INSTRUCTIONS TO FOLLOW -
List every line of the data below that contains the word "covered", copying each line in full.

Spatial annotation data:
--------------------------------
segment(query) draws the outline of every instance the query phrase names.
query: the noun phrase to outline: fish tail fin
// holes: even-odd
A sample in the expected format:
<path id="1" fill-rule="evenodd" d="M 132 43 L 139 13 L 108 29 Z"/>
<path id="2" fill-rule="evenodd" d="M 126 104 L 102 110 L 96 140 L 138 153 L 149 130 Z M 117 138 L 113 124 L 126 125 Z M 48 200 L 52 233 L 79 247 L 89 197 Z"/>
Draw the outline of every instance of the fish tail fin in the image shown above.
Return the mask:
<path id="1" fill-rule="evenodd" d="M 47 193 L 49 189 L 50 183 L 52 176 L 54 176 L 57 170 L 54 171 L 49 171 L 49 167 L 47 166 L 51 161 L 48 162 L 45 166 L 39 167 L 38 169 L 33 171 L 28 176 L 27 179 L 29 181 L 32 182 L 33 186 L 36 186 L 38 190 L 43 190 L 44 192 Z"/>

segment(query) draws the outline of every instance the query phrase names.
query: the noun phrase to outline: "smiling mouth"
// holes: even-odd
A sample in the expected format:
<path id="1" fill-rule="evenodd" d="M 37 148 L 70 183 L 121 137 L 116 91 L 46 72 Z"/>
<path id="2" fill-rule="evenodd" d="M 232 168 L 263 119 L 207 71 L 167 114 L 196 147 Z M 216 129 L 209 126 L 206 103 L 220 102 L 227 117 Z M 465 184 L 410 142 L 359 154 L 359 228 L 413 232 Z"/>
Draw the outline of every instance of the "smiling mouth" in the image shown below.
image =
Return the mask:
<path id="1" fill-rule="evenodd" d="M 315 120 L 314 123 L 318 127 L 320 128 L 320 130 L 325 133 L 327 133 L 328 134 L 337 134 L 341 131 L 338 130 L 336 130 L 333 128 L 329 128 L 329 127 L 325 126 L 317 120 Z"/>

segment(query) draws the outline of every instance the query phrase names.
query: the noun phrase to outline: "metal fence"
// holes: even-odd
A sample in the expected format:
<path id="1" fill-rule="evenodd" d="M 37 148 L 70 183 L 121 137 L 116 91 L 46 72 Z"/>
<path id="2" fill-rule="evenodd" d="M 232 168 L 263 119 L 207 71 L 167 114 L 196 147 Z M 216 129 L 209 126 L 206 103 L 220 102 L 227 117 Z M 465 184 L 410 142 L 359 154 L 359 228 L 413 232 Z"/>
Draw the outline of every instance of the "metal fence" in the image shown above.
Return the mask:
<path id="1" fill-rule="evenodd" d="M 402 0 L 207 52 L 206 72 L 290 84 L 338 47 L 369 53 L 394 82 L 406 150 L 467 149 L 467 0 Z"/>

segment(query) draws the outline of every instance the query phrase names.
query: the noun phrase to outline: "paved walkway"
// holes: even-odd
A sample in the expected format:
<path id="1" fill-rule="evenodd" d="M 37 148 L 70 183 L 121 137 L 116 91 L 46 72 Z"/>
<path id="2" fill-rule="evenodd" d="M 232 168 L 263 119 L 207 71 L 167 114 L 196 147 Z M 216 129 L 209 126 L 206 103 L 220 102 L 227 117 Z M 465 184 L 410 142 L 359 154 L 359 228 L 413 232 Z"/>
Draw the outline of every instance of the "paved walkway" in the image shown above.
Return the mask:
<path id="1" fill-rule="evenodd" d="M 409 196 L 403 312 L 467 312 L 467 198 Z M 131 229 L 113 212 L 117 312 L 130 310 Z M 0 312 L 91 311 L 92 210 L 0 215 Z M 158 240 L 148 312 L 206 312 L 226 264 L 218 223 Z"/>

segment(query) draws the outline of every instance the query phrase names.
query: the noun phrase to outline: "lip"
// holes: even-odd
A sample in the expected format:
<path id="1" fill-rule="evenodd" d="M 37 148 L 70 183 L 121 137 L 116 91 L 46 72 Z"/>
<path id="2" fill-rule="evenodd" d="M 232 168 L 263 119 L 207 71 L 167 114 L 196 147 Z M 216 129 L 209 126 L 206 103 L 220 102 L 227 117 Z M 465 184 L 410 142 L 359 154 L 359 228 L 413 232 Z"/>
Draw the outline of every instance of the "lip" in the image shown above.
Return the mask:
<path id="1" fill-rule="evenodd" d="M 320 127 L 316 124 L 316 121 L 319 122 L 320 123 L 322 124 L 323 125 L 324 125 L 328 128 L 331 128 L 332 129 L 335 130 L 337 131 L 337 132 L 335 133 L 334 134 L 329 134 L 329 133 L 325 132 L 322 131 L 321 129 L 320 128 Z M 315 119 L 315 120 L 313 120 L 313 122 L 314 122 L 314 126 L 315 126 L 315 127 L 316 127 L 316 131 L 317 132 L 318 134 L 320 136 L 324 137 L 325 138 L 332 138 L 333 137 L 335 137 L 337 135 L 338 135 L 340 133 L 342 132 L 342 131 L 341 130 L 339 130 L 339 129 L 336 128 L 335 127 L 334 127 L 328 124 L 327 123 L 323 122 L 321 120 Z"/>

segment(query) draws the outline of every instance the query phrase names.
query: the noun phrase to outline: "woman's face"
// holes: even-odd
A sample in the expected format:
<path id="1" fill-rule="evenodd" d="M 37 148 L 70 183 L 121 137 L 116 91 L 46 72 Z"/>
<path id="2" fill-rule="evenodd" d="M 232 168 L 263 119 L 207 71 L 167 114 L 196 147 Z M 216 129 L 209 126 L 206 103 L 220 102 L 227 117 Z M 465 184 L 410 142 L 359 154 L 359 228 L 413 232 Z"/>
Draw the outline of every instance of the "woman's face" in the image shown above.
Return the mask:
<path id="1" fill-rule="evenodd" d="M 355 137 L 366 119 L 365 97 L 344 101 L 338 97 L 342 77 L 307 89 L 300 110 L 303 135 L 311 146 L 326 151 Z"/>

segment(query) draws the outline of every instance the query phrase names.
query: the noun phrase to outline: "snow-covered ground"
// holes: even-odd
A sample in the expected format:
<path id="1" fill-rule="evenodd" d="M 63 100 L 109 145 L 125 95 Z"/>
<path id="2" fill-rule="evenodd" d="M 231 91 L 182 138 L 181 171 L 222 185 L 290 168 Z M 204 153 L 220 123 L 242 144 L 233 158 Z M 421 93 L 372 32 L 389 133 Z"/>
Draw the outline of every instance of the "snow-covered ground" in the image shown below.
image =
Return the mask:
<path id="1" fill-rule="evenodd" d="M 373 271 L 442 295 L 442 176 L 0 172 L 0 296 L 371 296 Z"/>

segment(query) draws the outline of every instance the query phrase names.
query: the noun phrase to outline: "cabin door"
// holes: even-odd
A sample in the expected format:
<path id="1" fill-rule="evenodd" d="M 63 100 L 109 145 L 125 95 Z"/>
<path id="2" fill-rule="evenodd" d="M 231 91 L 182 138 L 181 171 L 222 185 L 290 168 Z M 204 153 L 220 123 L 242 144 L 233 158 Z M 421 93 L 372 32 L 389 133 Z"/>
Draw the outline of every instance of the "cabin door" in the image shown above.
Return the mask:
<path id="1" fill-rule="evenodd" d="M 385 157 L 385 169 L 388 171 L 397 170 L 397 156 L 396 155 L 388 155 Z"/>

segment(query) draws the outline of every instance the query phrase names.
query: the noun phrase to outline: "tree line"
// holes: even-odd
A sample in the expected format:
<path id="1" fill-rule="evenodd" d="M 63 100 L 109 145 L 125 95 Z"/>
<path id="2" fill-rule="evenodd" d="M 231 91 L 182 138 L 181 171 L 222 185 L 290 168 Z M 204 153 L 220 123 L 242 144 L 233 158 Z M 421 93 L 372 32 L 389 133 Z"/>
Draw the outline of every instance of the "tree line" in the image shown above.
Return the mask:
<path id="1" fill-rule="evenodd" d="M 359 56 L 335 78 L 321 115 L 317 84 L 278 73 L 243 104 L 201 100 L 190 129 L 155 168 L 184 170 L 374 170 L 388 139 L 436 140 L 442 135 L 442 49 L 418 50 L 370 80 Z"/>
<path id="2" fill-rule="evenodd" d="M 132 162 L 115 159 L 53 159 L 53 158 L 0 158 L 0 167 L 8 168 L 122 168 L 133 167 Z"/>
--------------------------------
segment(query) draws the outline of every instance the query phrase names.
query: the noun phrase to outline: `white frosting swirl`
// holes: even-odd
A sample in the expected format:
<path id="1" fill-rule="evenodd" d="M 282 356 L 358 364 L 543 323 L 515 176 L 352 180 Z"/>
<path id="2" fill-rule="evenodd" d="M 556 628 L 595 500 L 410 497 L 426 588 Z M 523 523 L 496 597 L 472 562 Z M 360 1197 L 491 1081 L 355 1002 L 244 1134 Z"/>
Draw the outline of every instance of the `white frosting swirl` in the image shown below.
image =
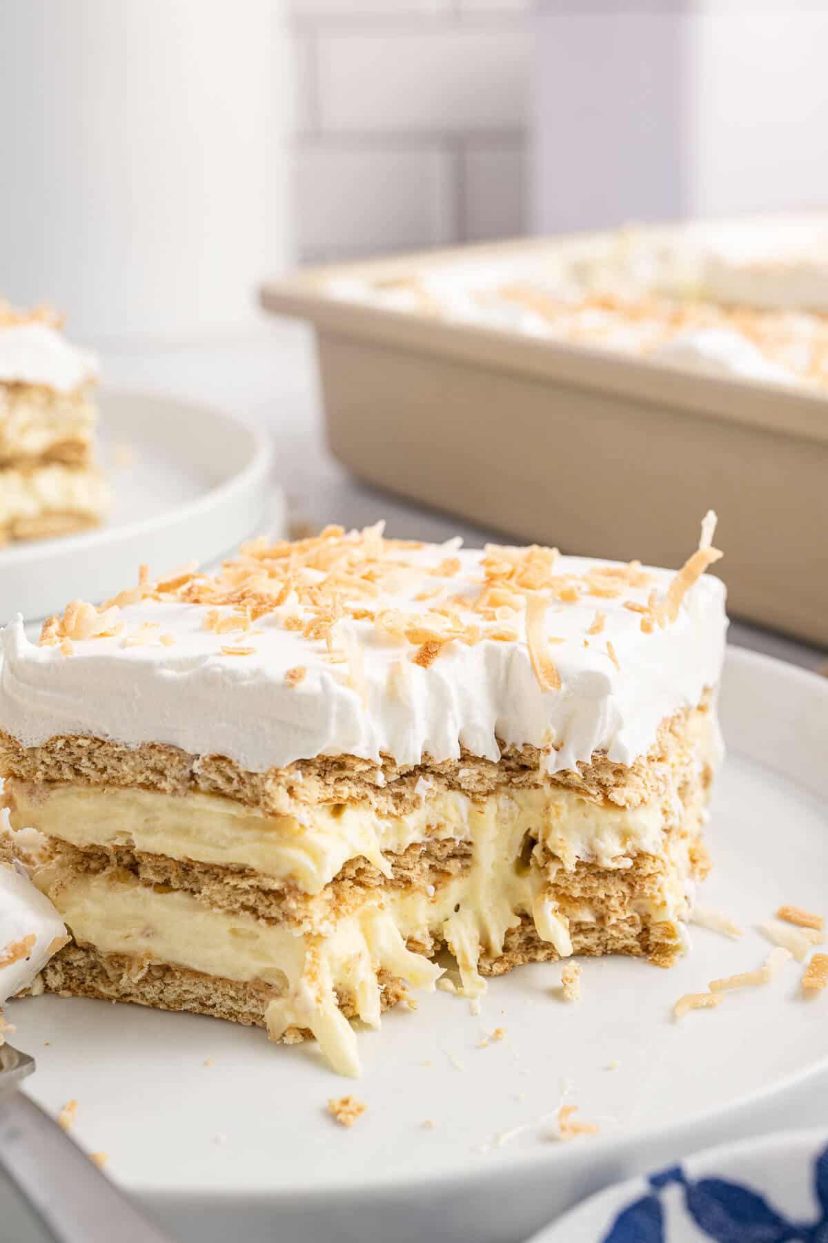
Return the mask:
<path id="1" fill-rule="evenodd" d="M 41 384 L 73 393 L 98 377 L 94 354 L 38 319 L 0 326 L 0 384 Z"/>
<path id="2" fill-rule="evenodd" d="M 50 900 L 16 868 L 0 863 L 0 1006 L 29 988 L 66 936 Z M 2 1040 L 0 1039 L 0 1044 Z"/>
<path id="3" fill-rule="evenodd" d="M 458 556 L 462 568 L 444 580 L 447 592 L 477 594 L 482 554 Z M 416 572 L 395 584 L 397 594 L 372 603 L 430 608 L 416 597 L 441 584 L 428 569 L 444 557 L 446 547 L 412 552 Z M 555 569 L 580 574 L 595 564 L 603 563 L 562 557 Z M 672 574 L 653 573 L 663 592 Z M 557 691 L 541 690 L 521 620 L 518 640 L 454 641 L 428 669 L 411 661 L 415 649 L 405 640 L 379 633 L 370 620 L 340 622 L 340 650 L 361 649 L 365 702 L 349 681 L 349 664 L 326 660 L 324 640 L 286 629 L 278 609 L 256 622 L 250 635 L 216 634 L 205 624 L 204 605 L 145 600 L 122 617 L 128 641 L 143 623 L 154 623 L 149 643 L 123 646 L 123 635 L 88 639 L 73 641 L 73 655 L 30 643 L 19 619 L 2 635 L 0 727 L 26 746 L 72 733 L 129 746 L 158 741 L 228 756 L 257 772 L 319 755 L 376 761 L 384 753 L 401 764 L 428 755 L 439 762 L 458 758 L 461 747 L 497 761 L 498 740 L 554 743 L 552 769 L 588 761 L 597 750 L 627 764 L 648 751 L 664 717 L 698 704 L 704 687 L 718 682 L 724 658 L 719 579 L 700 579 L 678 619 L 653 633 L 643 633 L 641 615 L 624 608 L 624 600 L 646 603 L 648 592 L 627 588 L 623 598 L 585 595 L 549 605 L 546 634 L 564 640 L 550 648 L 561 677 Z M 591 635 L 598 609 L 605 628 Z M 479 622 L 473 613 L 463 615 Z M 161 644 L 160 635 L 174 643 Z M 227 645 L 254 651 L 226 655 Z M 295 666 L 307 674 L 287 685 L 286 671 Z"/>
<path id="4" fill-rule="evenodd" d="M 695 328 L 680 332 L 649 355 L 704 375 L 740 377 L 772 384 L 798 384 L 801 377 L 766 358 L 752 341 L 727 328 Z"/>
--------------------------------
EXPECTED OUTPUT -
query: the noun phrase to outline: "snow-covered ground"
Draw the outline of every instance of the "snow-covered ground" in the image shown below.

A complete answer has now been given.